• _Textauszug_

• • • •

Dennoch gab es auch einige Kurse, die das Geld bei Weitem nicht wert waren. Aber das lag so gut wie immer an den Dozenten, die entweder keinen Bock auf uns oder selbst nicht wirklich Ahnung von den Themen hatten. Glücklicherweise handelte es sich dabei nur um einige wenige Ausnahmen.

Motherboard: Leben und Lieben an der Gaming-Uni

Mein Pflichtpraktikum machte ich jedenfalls bei VICE und schrieb meine ersten Artikel über Neonazi-Demos und Drogen. Wenig später erhielt ich, dank eines Artikels über die Arbeitshölle in einem Mobilfunkunternehmen, sogar einen Buchvertrag.

Irgendwann stellte das Studienförderungs-Amt seine Zahlungen ein und die Förderbank plötzlich Forderungen. Zwar hatte ich alle Prüfungen seit mehr als einem Jahr bestanden, die Bachelorarbeit aber noch nicht geschrieben und stattdessen lieber am Roman gearbeitet. Wahrscheinlich hätte ich das auch weiterhin getan, wenn ich mir nicht bereits so viel Geld für das Studium geliehen hätte. Also sah ich mir immer wieder die Rede von Steve Jobs an der Stanford University an, „erkannte die Zusammenhänge" und schrieb schließlich diese verfluchte Bachelorarbeit.

• • • •

• _Aufgaben_
A: Nenne alle Organisationen und Einrichtungen, die im Textauszug über das Studium außerhalb der Zwischenüberschrift erwähnt werden.
B: Gib den Abschnitt des Textauszugs über das Studium zwischen „Mein Pflichtpraktikum machte“ und „sogar einen Buchvertrag.“ einschließlich dieser beiden Stellen wortgetreu wieder.
C: Schreibe den Textauszug über das Studium im Anschluss an seinen letzten Satz weiter.
Die Einträge sind eigenständiges Material und gehören nicht zum Textauszug über das Studium.

• • • •

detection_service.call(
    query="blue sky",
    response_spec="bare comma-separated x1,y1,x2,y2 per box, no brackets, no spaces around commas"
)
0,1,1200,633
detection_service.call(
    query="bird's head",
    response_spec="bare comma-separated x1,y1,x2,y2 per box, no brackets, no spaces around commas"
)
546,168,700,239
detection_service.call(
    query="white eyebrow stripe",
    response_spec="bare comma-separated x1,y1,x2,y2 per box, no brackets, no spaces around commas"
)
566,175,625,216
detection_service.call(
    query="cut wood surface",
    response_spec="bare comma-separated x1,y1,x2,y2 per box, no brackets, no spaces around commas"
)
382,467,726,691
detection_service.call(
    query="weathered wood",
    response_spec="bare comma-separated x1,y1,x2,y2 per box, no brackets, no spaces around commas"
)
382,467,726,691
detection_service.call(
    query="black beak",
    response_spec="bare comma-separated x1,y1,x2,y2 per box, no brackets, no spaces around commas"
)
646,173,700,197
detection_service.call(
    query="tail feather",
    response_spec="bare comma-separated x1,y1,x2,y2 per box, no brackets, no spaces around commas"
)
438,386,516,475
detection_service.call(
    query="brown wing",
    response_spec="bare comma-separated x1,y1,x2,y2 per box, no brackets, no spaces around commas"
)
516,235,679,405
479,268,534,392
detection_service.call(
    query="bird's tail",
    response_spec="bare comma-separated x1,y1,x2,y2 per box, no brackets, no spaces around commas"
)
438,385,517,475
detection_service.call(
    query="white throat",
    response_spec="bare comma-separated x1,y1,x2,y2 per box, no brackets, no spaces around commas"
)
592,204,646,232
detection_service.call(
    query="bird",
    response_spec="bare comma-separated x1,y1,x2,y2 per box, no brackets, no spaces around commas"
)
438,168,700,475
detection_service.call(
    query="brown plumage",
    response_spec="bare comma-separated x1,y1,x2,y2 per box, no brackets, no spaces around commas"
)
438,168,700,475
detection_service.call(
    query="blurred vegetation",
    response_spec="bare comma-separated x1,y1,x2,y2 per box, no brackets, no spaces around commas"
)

• • • •

• _Lösungen_
A: VICE, ein Mobilfunkunternehmen, das Studienförderungs-Amt, die Förderbank, die Stanford University

B:
Mein Pflichtpraktikum machte ich jedenfalls bei VICE und schrieb meine ersten Artikel über Neonazi-Demos und Drogen. Wenig später erhielt ich, dank eines Artikels über die Arbeitshölle in einem Mobilfunkunternehmen, sogar einen Buchvertrag.

C:
Bei meiner Verteidigung bekam ich dann jede Menge Fragen gestellt, die mich, zugegeben, ganz schön ins Wanken brachten. Aber am Ende reichte es dann doch noch gerade so für die Eins. Auch wenn mich das Studium ein kleines Vermögen gekostet hat, ich glaube, ich würde alles nochmal genauso machen. Na ja, vielleicht nicht ALLES.